Please copy the lines below word for word, leaving out the pictures.

[Position annotation records]

::::::

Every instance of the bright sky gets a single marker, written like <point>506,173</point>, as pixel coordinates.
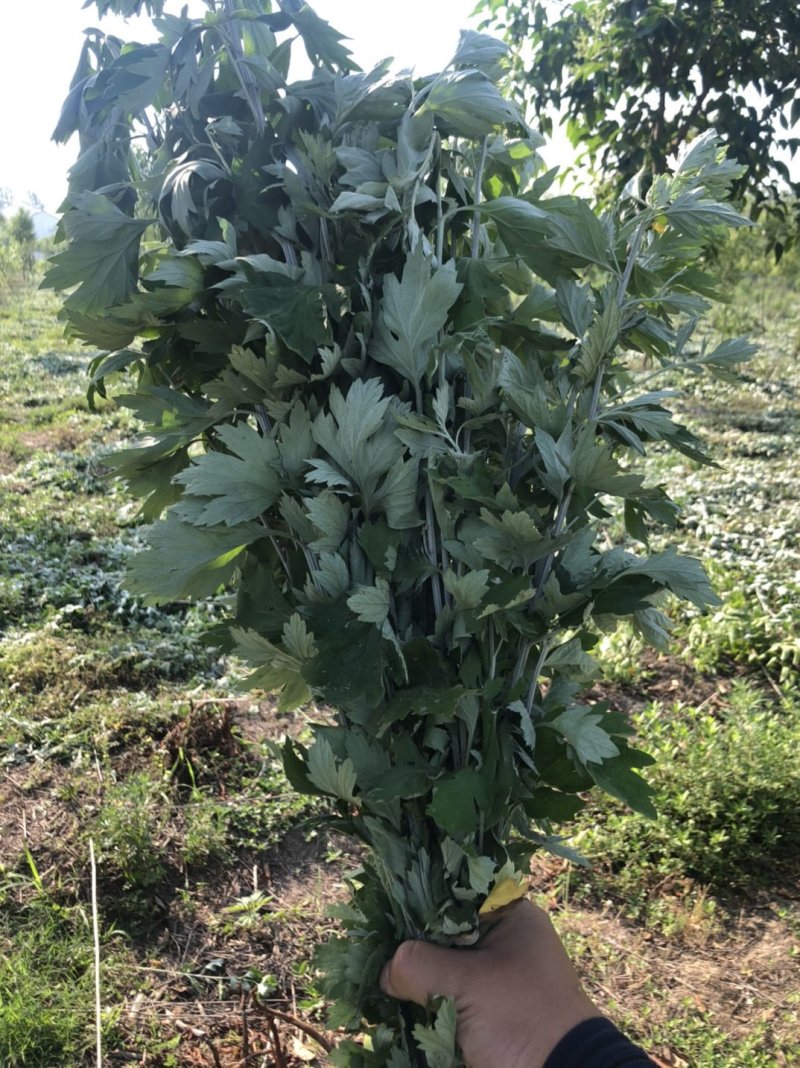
<point>43,42</point>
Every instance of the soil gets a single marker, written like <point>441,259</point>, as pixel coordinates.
<point>737,973</point>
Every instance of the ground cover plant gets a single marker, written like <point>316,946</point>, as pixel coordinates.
<point>699,974</point>
<point>392,393</point>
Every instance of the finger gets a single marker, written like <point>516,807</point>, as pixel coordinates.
<point>420,971</point>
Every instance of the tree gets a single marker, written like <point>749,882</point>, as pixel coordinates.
<point>634,79</point>
<point>391,391</point>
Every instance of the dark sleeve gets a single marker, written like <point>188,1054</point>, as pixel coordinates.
<point>597,1043</point>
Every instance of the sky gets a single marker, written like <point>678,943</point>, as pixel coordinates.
<point>34,80</point>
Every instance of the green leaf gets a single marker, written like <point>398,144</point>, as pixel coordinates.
<point>467,104</point>
<point>468,590</point>
<point>278,670</point>
<point>457,802</point>
<point>349,669</point>
<point>480,50</point>
<point>546,803</point>
<point>336,778</point>
<point>412,312</point>
<point>322,42</point>
<point>580,726</point>
<point>187,561</point>
<point>103,256</point>
<point>372,603</point>
<point>239,487</point>
<point>296,312</point>
<point>331,516</point>
<point>617,778</point>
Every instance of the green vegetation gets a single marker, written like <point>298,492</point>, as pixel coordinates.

::::::

- [Response to this task]:
Every instance of the bright sky gets a single marker, written like <point>506,173</point>, as pixel coordinates.
<point>43,42</point>
Every instance of the soil gets a single marker, written like <point>441,259</point>, as pixel coordinates.
<point>737,973</point>
Every instance of the ground cover plant gets a single marker, written like <point>316,946</point>, as pixel coordinates.
<point>699,974</point>
<point>392,393</point>
Every instance of the finger gets a single marker, written like <point>516,807</point>, as pixel coordinates.
<point>420,971</point>
Every instance of the tree gets a single marker, written like <point>749,882</point>, as pixel coordinates.
<point>634,79</point>
<point>391,391</point>
Every instance of the dark sleeve gets a single marker, written like <point>188,1054</point>, as pixel coordinates.
<point>597,1043</point>
Every instance of the sky gets a single marker, written like <point>678,943</point>, as pixel coordinates.
<point>34,80</point>
Every instance of the green leaf gets a single marker, written like <point>398,144</point>, as pixel coordinates.
<point>467,104</point>
<point>468,590</point>
<point>278,670</point>
<point>457,802</point>
<point>349,669</point>
<point>480,50</point>
<point>546,803</point>
<point>336,778</point>
<point>412,312</point>
<point>322,42</point>
<point>580,726</point>
<point>187,561</point>
<point>103,256</point>
<point>372,603</point>
<point>239,487</point>
<point>296,312</point>
<point>331,516</point>
<point>617,778</point>
Every instance of the green vegetation gets a single marker, written like <point>298,492</point>, as pixel coordinates.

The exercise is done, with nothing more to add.